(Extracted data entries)
--- START ---

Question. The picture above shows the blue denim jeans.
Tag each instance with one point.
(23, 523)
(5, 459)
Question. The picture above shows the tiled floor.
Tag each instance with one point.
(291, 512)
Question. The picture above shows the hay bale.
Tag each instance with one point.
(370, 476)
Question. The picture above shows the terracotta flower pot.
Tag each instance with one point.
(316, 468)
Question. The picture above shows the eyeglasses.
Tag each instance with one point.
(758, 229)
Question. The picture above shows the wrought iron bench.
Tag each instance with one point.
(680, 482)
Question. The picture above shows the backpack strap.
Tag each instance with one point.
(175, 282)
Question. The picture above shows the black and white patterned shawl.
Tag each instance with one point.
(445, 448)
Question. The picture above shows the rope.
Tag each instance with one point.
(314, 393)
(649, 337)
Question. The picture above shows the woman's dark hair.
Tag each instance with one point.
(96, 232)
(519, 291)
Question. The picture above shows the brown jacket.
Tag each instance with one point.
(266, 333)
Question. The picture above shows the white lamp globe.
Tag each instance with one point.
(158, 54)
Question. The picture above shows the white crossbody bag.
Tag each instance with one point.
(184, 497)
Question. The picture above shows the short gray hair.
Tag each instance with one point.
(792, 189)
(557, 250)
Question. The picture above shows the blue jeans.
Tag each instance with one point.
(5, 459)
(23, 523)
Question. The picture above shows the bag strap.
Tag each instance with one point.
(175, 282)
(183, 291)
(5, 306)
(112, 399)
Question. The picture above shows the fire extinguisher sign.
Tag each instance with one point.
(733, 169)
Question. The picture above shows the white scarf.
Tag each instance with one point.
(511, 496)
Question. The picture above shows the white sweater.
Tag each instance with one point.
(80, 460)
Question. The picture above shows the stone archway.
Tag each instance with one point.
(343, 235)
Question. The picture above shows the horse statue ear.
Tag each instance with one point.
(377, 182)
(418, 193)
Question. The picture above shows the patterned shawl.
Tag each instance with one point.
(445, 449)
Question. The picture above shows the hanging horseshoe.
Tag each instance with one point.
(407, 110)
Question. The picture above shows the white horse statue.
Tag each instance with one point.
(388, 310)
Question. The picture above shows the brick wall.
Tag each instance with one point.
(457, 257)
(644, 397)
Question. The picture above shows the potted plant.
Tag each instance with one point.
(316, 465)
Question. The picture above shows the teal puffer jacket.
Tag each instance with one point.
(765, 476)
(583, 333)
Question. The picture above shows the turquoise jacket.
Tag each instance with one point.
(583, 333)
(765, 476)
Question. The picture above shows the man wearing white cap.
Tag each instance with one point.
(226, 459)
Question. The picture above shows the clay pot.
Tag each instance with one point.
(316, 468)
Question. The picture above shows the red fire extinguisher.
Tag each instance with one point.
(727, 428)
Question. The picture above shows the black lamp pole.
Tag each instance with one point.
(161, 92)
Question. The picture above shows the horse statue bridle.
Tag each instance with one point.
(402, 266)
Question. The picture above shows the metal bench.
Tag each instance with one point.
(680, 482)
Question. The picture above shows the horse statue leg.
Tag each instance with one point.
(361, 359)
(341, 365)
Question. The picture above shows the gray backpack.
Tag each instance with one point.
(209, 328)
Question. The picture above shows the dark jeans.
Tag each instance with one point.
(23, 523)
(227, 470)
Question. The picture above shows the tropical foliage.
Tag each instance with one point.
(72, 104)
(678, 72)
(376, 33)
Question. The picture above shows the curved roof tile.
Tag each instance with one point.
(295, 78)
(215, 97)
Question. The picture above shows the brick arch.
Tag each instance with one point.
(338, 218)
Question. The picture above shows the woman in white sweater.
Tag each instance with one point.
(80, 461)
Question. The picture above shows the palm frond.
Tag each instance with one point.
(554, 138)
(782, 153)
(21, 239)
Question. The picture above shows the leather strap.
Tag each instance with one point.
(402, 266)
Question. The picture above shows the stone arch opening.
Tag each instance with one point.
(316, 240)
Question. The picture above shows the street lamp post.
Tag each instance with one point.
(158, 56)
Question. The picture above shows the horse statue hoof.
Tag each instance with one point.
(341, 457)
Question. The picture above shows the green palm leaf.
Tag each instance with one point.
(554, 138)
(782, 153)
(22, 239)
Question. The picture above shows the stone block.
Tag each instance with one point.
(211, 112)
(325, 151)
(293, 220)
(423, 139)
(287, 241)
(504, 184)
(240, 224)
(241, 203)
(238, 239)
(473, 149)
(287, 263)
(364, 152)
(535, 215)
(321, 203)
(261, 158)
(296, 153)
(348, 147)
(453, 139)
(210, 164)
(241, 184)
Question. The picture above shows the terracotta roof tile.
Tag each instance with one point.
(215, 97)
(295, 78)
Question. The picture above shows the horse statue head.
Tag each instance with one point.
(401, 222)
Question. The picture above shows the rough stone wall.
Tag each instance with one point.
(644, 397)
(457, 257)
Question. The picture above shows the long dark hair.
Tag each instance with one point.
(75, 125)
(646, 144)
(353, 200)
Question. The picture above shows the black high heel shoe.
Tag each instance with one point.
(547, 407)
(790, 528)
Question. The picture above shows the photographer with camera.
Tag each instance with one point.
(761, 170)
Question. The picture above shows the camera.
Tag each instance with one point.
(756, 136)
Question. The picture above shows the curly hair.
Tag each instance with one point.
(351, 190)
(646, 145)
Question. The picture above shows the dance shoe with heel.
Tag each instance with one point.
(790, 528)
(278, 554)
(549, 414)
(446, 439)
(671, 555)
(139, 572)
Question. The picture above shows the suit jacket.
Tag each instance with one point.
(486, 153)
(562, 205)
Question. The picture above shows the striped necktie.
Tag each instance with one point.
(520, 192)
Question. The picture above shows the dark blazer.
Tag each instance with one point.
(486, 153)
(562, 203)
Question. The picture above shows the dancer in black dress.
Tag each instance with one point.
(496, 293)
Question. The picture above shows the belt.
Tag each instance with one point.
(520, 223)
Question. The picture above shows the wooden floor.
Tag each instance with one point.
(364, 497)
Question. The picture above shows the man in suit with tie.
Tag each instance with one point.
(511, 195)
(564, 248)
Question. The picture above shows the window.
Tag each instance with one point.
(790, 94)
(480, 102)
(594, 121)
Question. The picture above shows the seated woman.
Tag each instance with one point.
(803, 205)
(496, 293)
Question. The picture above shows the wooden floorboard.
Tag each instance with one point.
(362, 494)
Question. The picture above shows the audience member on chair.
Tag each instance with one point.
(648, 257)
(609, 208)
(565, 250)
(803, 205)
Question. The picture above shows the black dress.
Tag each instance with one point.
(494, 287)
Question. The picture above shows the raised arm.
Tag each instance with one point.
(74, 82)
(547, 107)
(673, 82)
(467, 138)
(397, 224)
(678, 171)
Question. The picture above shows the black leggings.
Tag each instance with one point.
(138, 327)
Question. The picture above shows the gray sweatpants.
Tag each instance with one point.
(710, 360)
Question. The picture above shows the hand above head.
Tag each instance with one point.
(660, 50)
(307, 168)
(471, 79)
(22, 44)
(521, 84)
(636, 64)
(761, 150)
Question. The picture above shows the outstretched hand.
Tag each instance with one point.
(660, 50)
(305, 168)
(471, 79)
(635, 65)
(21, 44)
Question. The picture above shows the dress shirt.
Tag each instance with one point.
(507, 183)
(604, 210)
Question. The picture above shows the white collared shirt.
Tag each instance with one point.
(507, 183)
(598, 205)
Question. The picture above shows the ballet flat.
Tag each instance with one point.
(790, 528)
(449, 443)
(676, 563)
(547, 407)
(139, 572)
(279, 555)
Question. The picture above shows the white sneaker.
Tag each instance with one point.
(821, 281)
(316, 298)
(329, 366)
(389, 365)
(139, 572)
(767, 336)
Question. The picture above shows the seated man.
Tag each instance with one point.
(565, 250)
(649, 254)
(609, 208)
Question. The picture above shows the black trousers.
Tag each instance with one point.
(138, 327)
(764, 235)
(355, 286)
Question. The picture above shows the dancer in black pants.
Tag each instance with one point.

--- END ---

■ **TASK PROMPT**:
Copy each entry exactly, with nothing added or dropped.

■ **FINAL ANSWER**:
Question. The picture above shows the blue denim jeans.
Tag each instance with one point.
(23, 523)
(5, 459)
Question. The picture above shows the tiled floor.
Tag each instance with one point.
(291, 512)
Question. The picture above shows the hay bale.
Tag each instance with one point.
(370, 476)
Question. The picture above shows the terracotta flower pot.
Tag each instance with one point.
(316, 468)
Question. The picture above shows the eyeglasses.
Tag each instance with one point.
(758, 229)
Question. The picture above shows the wrought iron bench.
Tag each instance with one point.
(680, 482)
Question. The picture above shows the backpack strap.
Tag each instance with one point.
(175, 282)
Question. The picture above shows the black and white patterned shawl.
Tag each instance with one point.
(445, 448)
Question. The picture above shows the rope.
Tag each instance with one point.
(314, 393)
(649, 337)
Question. The picture above shows the woman's dark hair.
Tag each instance with one point.
(96, 232)
(519, 291)
Question. The picture above shows the brown jacket.
Tag each instance with one point.
(266, 333)
Question. The picture above shows the white lamp globe.
Tag each instance with one point.
(158, 54)
Question. The picture above shows the white crossbody bag.
Tag each instance with one point.
(184, 497)
Question. The picture above shows the short gray hair.
Tag each instance with one point.
(792, 189)
(557, 250)
Question. The picture above shows the blue jeans.
Tag each instance with one point.
(5, 459)
(23, 523)
Question. The picture above shows the bag strap.
Tag each instance with one point.
(175, 282)
(183, 291)
(5, 306)
(112, 399)
Question. The picture above shows the fire extinguisher sign.
Tag each instance with one point.
(733, 169)
Question. The picture above shows the white scarf.
Tag each instance with one point.
(511, 496)
Question. The picture above shows the white sweater.
Tag each instance with one point.
(80, 460)
Question. The picture above shows the stone archway.
Tag each instance with one point.
(343, 235)
Question. The picture above shows the horse statue ear.
Tag each instance with one point.
(377, 182)
(418, 193)
Question. The picture above shows the patterned shawl.
Tag each instance with one point.
(445, 449)
Question. The picture above shows the hanging horseshoe.
Tag each instance with one point.
(407, 110)
Question. The picture above shows the white horse statue.
Tag each instance with one point.
(388, 310)
Question. The picture above shows the brick wall.
Tag each instance with one point.
(457, 257)
(644, 397)
Question. The picture above shows the potted plant.
Tag each instance with one point.
(316, 465)
Question. The picture above shows the teal puffer jacket.
Tag each instance with one point.
(765, 476)
(583, 333)
Question. The picture above shows the turquoise jacket.
Tag each instance with one point.
(583, 333)
(765, 476)
Question. The picture above shows the man wearing white cap.
Tag each instance with one point.
(226, 459)
Question. The picture above shows the clay pot.
Tag each instance with one point.
(316, 468)
Question. The picture above shows the red fire extinguisher.
Tag each instance with one point.
(727, 428)
Question. The picture above shows the black lamp pole.
Tag each instance with one point.
(161, 92)
Question. The picture above shows the horse statue bridle.
Tag each instance with one point.
(402, 266)
Question. The picture above shows the metal bench.
Tag each instance with one point.
(680, 482)
Question. The picture above shows the horse statue leg.
Tag each instance with one point.
(361, 359)
(341, 365)
Question. The picture above shows the gray backpack.
Tag each instance with one point.
(209, 328)
Question. The picture above shows the dark jeans.
Tag each instance with one point.
(23, 523)
(227, 470)
Question. The picture above shows the tropical foliage.
Tag each instance with one point.
(72, 104)
(678, 72)
(376, 33)
Question. The picture above shows the curved roof tile.
Tag each instance with one point.
(295, 78)
(215, 97)
Question. The picture above shows the brick arch.
Tag each instance with one point.
(338, 218)
Question. The picture above shows the woman in white sweater.
Tag each instance with one point.
(80, 461)
Question. The picture above shows the palm frond.
Tag each instance with one point.
(554, 138)
(782, 153)
(21, 239)
Question. The picture above shows the leather strap.
Tag each instance with one point.
(402, 266)
Question. The picture above shows the stone arch opening.
Tag each instance with one point.
(316, 240)
Question. The picture above shows the street lamp post.
Tag each instance with one point.
(158, 56)
Question. The picture above shows the horse statue hoof.
Tag each instance with one point.
(341, 457)
Question. The picture above shows the green palm leaf.
Tag each instance with one point.
(554, 138)
(782, 153)
(22, 239)
Question. The picture above shows the stone block.
Tag each instance with one point.
(211, 112)
(325, 151)
(293, 220)
(423, 139)
(287, 241)
(504, 184)
(240, 224)
(241, 203)
(238, 239)
(473, 149)
(287, 263)
(364, 152)
(535, 215)
(321, 203)
(261, 158)
(296, 153)
(348, 147)
(453, 139)
(210, 164)
(241, 184)
Question. The picture above shows the terracotta roof tile.
Tag each instance with one point.
(215, 97)
(295, 78)
Question. The picture above shows the horse statue head.
Tag each instance with one point.
(401, 222)
Question. The picture above shows the rough stone wall.
Tag each instance with one point.
(644, 397)
(457, 257)
Question. The picture above shows the long dark hair.
Tag each instance with one point.
(75, 125)
(646, 144)
(353, 200)
Question. The picture above shows the black high heel shoe.
Tag each instance with one point.
(547, 407)
(790, 528)
Question. The picture above shows the photographer with camera.
Tag each instance with one point.
(761, 170)
Question. The picture above shows the camera.
Tag each instance with one point.
(756, 136)
Question. The picture above shows the curly hair.
Tag each instance with one point.
(351, 190)
(646, 145)
Question. The picture above shows the dance shoe with heel.
Tag each instance with one point.
(790, 528)
(278, 554)
(549, 414)
(446, 439)
(671, 555)
(139, 572)
Question. The picture above shows the suit jacket.
Tag each instance with one point.
(486, 153)
(562, 205)
Question. The picture above shows the striped necktie.
Tag each instance with one point.
(520, 192)
Question. The picture above shows the dark blazer.
Tag each instance with one point.
(486, 153)
(562, 203)
Question. The picture above shows the dancer in black dress.
Tag each instance with one point.
(496, 293)
Question. The picture above shows the belt.
Tag each instance with one point.
(520, 223)
Question. The picture above shows the wooden floor.
Tag each instance with one point.
(364, 497)
Question. The picture above shows the man in suit with tie.
Tag each instance with one point.
(511, 195)
(564, 248)
Question. The picture above shows the window.
Tag each instance with one point.
(790, 94)
(480, 102)
(594, 121)
Question. The picture above shows the seated woman.
Tag each instance with one point.
(803, 205)
(496, 293)
Question. The picture above shows the wooden floorboard.
Tag each instance with one point.
(362, 494)
Question. The picture above shows the audience member on chair.
Tag each instance with one point.
(648, 257)
(609, 208)
(565, 250)
(803, 205)
Question. The picture above shows the black dress.
Tag each instance with one point.
(494, 287)
Question. The picture above shows the raised arm.
Tag each instance with one point.
(74, 82)
(547, 107)
(673, 82)
(467, 138)
(397, 224)
(678, 171)
Question. The picture above shows the black leggings.
Tag each instance with one point.
(138, 327)
Question. The picture above shows the gray sweatpants.
Tag each instance with one point.
(710, 360)
Question. The picture above shows the hand above head.
Tag each instance with one point.
(660, 50)
(307, 168)
(471, 79)
(22, 44)
(521, 84)
(636, 64)
(761, 150)
Question. The picture above shows the outstretched hand.
Tag each instance with one point.
(660, 50)
(305, 168)
(471, 79)
(635, 65)
(21, 44)
Question. The picture above shows the dress shirt.
Tag each instance with one point.
(507, 183)
(604, 210)
Question. The picture above shows the white collared shirt.
Tag each instance with one point.
(507, 183)
(598, 205)
Question. The picture above shows the ballet flat.
Tag each instance with one point.
(790, 528)
(449, 443)
(676, 563)
(547, 407)
(139, 572)
(279, 555)
Question. The picture above shows the white sneaker.
Tag each instance with one point.
(821, 281)
(316, 298)
(329, 366)
(389, 365)
(139, 572)
(767, 336)
Question. The picture above shows the seated man.
Tag each instance with one point.
(565, 250)
(649, 254)
(609, 208)
Question. The picture above shows the black trousers.
Tag each instance with one point.
(138, 327)
(764, 235)
(355, 286)
Question. The picture above shows the dancer in black pants.
Tag each instance with one point.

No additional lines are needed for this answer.